WHAT THE TASK REQUIRES
Quote every line of the data below word for word, without changing anything.

[Pointing and labeling entries]
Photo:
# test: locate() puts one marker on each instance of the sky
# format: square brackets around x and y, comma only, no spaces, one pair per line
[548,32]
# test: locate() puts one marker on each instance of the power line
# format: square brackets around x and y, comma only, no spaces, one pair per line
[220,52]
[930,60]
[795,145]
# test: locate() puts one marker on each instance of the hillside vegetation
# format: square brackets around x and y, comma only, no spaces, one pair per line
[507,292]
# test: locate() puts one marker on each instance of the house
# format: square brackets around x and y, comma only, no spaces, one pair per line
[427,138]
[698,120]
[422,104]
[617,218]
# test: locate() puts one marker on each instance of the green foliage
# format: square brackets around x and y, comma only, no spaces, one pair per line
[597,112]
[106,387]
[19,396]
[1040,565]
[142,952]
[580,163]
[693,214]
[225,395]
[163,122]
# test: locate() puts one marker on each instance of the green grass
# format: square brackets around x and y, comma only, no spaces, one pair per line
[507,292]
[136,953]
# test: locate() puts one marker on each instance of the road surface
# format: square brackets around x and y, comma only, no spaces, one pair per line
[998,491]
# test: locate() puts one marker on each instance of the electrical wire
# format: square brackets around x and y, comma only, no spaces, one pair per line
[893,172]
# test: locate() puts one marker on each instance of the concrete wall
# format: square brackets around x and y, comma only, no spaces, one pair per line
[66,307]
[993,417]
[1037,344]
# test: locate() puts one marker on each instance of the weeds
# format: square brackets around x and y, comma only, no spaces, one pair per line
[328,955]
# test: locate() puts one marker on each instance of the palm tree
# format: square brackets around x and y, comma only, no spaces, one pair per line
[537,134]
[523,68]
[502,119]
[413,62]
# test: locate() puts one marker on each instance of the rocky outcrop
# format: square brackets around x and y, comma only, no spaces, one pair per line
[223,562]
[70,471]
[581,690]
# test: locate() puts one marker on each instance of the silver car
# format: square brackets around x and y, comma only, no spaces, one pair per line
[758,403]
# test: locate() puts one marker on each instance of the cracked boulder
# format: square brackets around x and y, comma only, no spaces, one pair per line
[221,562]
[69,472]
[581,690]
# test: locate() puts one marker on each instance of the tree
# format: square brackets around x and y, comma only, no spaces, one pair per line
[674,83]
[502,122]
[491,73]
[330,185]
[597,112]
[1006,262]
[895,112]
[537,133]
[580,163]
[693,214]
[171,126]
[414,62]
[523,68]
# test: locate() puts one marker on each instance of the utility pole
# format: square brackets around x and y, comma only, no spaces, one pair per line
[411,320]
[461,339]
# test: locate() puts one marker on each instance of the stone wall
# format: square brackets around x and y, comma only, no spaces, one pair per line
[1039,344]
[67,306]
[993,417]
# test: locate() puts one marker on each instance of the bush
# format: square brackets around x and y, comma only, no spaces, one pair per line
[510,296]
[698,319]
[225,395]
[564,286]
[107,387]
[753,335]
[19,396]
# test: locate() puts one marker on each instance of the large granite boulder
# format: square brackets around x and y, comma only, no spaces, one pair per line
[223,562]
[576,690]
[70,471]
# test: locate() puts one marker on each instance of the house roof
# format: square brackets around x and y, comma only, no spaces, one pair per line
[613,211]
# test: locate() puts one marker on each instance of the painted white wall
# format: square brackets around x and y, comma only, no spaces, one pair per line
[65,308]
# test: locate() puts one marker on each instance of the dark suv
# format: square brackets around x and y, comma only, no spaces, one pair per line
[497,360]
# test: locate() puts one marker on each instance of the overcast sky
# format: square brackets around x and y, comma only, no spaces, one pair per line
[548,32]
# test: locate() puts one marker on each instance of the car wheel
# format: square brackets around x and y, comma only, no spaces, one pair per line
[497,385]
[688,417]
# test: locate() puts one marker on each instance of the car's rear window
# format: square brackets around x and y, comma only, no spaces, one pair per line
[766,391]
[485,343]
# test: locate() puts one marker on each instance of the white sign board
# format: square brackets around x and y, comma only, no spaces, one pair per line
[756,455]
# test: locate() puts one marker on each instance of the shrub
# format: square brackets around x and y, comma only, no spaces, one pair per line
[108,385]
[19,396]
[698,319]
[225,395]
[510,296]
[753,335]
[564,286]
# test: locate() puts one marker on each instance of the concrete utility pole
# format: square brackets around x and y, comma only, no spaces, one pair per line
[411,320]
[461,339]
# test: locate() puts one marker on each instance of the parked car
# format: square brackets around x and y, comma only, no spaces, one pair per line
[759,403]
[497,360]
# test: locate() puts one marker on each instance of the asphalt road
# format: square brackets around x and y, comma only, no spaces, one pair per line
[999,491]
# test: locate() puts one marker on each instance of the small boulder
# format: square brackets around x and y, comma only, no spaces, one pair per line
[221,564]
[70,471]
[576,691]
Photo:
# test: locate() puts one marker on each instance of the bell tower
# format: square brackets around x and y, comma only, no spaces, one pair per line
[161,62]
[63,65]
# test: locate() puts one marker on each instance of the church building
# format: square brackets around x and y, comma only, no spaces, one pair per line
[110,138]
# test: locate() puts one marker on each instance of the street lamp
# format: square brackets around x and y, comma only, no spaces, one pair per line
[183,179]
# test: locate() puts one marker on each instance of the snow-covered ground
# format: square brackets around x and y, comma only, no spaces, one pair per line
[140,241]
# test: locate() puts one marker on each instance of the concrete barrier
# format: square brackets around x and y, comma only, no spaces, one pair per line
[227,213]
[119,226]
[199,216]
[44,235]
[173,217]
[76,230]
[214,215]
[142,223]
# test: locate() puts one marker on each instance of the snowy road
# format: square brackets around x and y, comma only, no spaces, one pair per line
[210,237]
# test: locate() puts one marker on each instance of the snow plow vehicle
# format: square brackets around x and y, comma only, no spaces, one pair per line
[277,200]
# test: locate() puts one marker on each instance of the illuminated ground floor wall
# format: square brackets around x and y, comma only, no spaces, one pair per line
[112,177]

FULL SOLUTION
Photo:
# test: locate() puts one marker on each instance of the sky
# format: square brackets around x and y, comma only, no spaces, one pair per line
[548,32]
# test: locate() puts one marker on each instance of the power line
# format: square brackets around x and y, comma only, no spaces, one pair per line
[220,52]
[930,60]
[795,145]
# test: locate() puts one marker on each instance of the hillside vegetation
# format: square brackets around x and y, comma only, no spaces, one pair per line
[507,292]
# test: locate() puts one marker on each instance of the house
# format: square brackets around x and y, comma only, no spaces, one pair per line
[427,138]
[698,120]
[422,104]
[617,218]
# test: locate() puts one marker on each instance of the green foliage
# format: square brackets around x and y, comma only, no spaces, one pair per line
[597,112]
[106,387]
[19,396]
[1040,565]
[142,952]
[580,163]
[693,214]
[225,395]
[163,122]
# test: locate() puts one marker on each instance of the green grass
# format: square brackets around x and y, comma only, no spaces, one pair per line
[507,292]
[136,953]
# test: locate() puts one marker on each instance of the road surface
# format: square brackets around x and y, comma only, no spaces, one pair per line
[998,491]
# test: locate() puts one marker on each instance of the electrical wire
# format: square brackets around x and y, comma only, no spaces, one pair per line
[893,172]
# test: locate() puts one marker on each instance of the concrete wall
# format: square brackets around x and y, comma only, no spaces, one pair per line
[66,307]
[993,417]
[1037,344]
# test: locate() puts one marker on each instance of the weeds
# format: square brackets around x and y, comma only, no spaces, one pair per line
[328,955]
# test: locate() puts one marker on each instance of the palm tree
# format: square brackets around x and y, comma only, no spaces, one pair per line
[537,134]
[523,68]
[502,119]
[413,62]
# test: locate() puts one marker on each instance of the rocky outcrop
# format: square brackets around x and y, comma only, no spaces, one pair per line
[223,562]
[70,471]
[581,690]
# test: locate() puts one marker on each instance of the silver car
# format: square brackets around x and y, comma only, no spaces, one pair per line
[758,403]
# test: locate() puts one marker on each instance of the cracked boulder
# format: square brackets around x and y, comma only, no spaces, one pair per line
[221,562]
[69,472]
[581,690]
# test: locate() puts one marker on each instance of the tree
# format: square brackets around x and y, comma only, no spaces, one pair per line
[674,83]
[502,122]
[491,73]
[330,185]
[597,112]
[1006,262]
[895,112]
[537,133]
[580,163]
[693,214]
[171,126]
[414,62]
[523,68]
# test: locate() puts one marker on each instance of the utility pole
# format: square brackets around x and y, comma only, no spaces, one pair per line
[411,320]
[461,339]
# test: locate() puts one marker on each instance of the stone wall
# format: square brackets around x and y, comma only, no spaces, one pair per line
[1039,344]
[67,306]
[993,417]
# test: locate() puts one marker on each instance of the bush
# format: square brackets around x and y, comma only, no spaces, one pair per line
[510,296]
[698,319]
[225,395]
[564,286]
[107,387]
[753,335]
[19,396]
# test: locate() puts one marker on each instance of the large granite boulder
# format: square brackets around x and y, comma only, no spaces, one pair per line
[223,562]
[576,690]
[70,471]
# test: locate() puts one marker on each instance of the house roof
# format: square brackets around x and y, comma only, no spaces, one pair per line
[613,211]
# test: locate() puts one marker on each instance of the painted white wall
# format: square brackets around x and y, comma only, no spaces, one pair per line
[65,308]
# test: locate() puts one marker on each instance of the dark suv
# format: square brackets around x and y, comma only, no spaces, one pair per line
[497,360]
# test: locate() puts one marker on each instance of the overcast sky
# format: square brackets around x and y, comma only, no spaces, one pair per line
[548,32]
# test: locate() puts one marker on each instance of the car wheel
# format: square brackets around x and y, comma only, no spaces, one pair per line
[497,385]
[688,417]
# test: locate() puts one marker on each instance of the car's rear window
# format: square brackets around x and y, comma only, no spaces, one pair per line
[766,391]
[485,343]
# test: locate() puts one marker on each instance of the white sign board
# format: square brackets around x and y, comma only, no spaces, one pair per line
[756,455]
# test: locate() puts one marker on each instance of the shrub
# format: square brackets around x and y, comma only, no spaces, one pair per line
[108,385]
[19,396]
[698,319]
[225,395]
[510,296]
[753,335]
[564,286]
# test: locate() puts one marker on each instance of the concrete utility pole
# format: square brackets around x and y, comma only, no spaces, one pair per line
[411,320]
[461,339]
# test: locate() puts one marker on each instance of the parked car
# format: square brackets around x and y, comma only, no spaces, one pair per line
[759,403]
[497,360]
# test: locate() puts one marker on each instance of the asphalt road
# format: square brackets around x and y, comma only, no spaces, one pair per line
[999,491]
# test: locate() puts one marker on each instance of the small boulder
# format: square brackets around x and y, comma only, no spaces, one pair per line
[221,564]
[70,471]
[576,691]
Photo:
# test: locate() puts one marker on each instance of the bell tower
# format: square brackets around x and y, comma only, no spaces, one pair per line
[161,62]
[63,65]
# test: locate() puts one marker on each instance of the church building
# format: square brackets around x and y, comma only, no spaces, one pair per line
[110,138]
# test: locate() puts one marker on each instance of the street lamp
# format: square brackets around x and y, comma only, no spaces, one pair per line
[183,179]
# test: locate() puts one marker on each instance of the snow-covered ground
# format: square brackets around x and y, comma only, no spaces, one pair per line
[140,241]
# test: locate() puts one marker on each instance of the concrete barrier
# format: square brackets around x and y, comma only, no spaces, one pair per line
[227,213]
[119,226]
[199,216]
[44,235]
[173,217]
[76,230]
[214,215]
[142,223]
# test: locate() puts one marker on each instance of the snowy road
# format: square brackets around x and y, comma only, no spaces, one pair per line
[210,237]
# test: locate() puts one marker on each instance of the snow plow vehicle
# format: square brackets around x and y, comma only, no spaces, one pair per line
[277,200]
# test: locate() puts one marker on each instance of the illuminated ground floor wall
# format: square brackets around x and y, comma only, no spaces, one pair per line
[112,177]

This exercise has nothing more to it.